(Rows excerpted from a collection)
====
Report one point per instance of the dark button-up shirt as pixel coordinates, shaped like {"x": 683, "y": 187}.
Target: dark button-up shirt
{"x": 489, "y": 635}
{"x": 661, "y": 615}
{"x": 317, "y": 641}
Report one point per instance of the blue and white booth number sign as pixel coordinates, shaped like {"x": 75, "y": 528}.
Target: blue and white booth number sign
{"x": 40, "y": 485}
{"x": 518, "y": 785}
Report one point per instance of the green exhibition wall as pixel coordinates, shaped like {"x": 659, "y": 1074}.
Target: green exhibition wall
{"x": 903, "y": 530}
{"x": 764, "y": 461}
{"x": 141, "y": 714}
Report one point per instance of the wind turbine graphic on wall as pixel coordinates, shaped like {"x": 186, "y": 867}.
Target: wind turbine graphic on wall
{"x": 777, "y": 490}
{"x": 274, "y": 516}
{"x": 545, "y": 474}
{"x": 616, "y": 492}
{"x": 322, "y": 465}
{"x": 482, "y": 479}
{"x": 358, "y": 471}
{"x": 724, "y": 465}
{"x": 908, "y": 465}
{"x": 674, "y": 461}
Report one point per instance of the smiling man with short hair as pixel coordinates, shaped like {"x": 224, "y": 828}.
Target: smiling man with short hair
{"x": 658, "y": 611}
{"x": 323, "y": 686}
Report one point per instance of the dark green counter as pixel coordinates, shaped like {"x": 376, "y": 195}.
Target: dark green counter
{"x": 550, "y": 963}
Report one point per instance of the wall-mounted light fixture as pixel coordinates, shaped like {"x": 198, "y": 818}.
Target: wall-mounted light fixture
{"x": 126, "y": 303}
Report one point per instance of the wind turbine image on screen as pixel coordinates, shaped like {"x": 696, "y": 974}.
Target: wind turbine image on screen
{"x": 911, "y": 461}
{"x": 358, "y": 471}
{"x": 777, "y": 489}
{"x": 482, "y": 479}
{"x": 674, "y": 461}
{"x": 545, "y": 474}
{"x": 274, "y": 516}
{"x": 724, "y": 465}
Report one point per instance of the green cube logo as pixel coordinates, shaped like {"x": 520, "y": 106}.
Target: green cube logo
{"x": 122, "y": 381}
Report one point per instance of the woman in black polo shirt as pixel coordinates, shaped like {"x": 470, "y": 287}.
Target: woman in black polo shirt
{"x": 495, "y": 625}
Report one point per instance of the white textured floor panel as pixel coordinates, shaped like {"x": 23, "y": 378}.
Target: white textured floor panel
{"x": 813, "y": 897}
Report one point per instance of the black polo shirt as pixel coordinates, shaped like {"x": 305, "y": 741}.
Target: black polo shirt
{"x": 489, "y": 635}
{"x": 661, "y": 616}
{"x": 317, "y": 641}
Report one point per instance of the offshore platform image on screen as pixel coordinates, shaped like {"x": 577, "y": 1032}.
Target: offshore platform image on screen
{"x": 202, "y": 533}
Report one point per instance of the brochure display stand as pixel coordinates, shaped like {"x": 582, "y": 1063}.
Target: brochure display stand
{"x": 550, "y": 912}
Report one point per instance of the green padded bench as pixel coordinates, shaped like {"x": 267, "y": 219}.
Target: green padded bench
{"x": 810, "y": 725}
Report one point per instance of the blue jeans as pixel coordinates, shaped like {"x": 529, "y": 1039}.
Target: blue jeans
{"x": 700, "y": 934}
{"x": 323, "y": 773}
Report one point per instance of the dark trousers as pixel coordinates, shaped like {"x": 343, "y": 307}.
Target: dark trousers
====
■ What to work on
Print all of the rows above again, word for word and line for line, with nothing changed.

■ Solution to the problem
Report one point per instance of the dark button-up shirt as pixel coordinates, shaped like {"x": 683, "y": 187}.
Target: dark button-up shirt
{"x": 489, "y": 635}
{"x": 661, "y": 615}
{"x": 317, "y": 641}
Report one point per instance of the blue and white booth number sign as pixel coordinates, shaped like {"x": 75, "y": 528}.
Target: blue and white booth number sign
{"x": 40, "y": 485}
{"x": 518, "y": 785}
Report one point per instance of the green exhibition wall as pixel coordinates, shaped like {"x": 659, "y": 1074}.
Target: green exhibition wall
{"x": 903, "y": 530}
{"x": 764, "y": 461}
{"x": 141, "y": 714}
Report one point per instance of the wind turbine graphic on wall as pixel coordinates, shaped like {"x": 186, "y": 867}.
Target: wind turbine graphic on wall
{"x": 777, "y": 490}
{"x": 274, "y": 516}
{"x": 545, "y": 474}
{"x": 616, "y": 492}
{"x": 322, "y": 465}
{"x": 482, "y": 479}
{"x": 358, "y": 471}
{"x": 724, "y": 465}
{"x": 908, "y": 465}
{"x": 674, "y": 461}
Report one point per instance of the smiling man with short hair as pixel coordinates, shaped like {"x": 224, "y": 828}.
Target: smiling man with short hair
{"x": 658, "y": 611}
{"x": 323, "y": 686}
Report one point per instance of the dark green counter as pixel coordinates, shaped like {"x": 376, "y": 195}.
Target: dark green counter
{"x": 550, "y": 963}
Report one point per instance of the wall-mounted light fixture as pixel coordinates, shaped like {"x": 198, "y": 818}.
Target: wall-mounted light fixture
{"x": 126, "y": 303}
Report one point per instance of the wind turbine image on screen as pixel coordinates, shaped like {"x": 696, "y": 974}.
Target: wind turbine image on screen
{"x": 911, "y": 461}
{"x": 358, "y": 471}
{"x": 777, "y": 489}
{"x": 482, "y": 479}
{"x": 674, "y": 461}
{"x": 545, "y": 474}
{"x": 274, "y": 516}
{"x": 724, "y": 465}
Report one point per instance of the green cube logo as pixel coordinates, shaped like {"x": 520, "y": 106}.
Target: green cube logo
{"x": 122, "y": 381}
Report one point per instance of the woman in black polo shirt as pixel coordinates, shaped like {"x": 470, "y": 287}.
Target: woman in black polo shirt
{"x": 495, "y": 625}
Report one point per instance of the white textured floor panel as pixel coordinates, shaped like {"x": 23, "y": 378}.
Target: white textured floor panel
{"x": 813, "y": 897}
Report one point per instance of the black polo shirt as pixel coordinates, shaped like {"x": 305, "y": 741}.
Target: black polo shirt
{"x": 489, "y": 635}
{"x": 661, "y": 616}
{"x": 317, "y": 641}
Report one point per instance of the offshore platform image on screen as pixel coordinates, shaped like {"x": 577, "y": 1032}.
Target: offshore platform image on screen
{"x": 202, "y": 533}
Report one point per instance of the brochure display stand as pixel coordinates, shaped like {"x": 582, "y": 1063}.
Target: brochure display stand
{"x": 550, "y": 912}
Report one point per instance of the green padded bench as pixel coordinates, shaped like {"x": 267, "y": 219}.
Target: green padded bench
{"x": 810, "y": 725}
Report one point per instance of the blue jeans as pixel coordinates, shaped like {"x": 529, "y": 1039}.
Target: blue jeans
{"x": 700, "y": 934}
{"x": 323, "y": 773}
Report one point per instance of the dark trousers as pixel coordinates, shaped like {"x": 343, "y": 307}.
Target: dark trousers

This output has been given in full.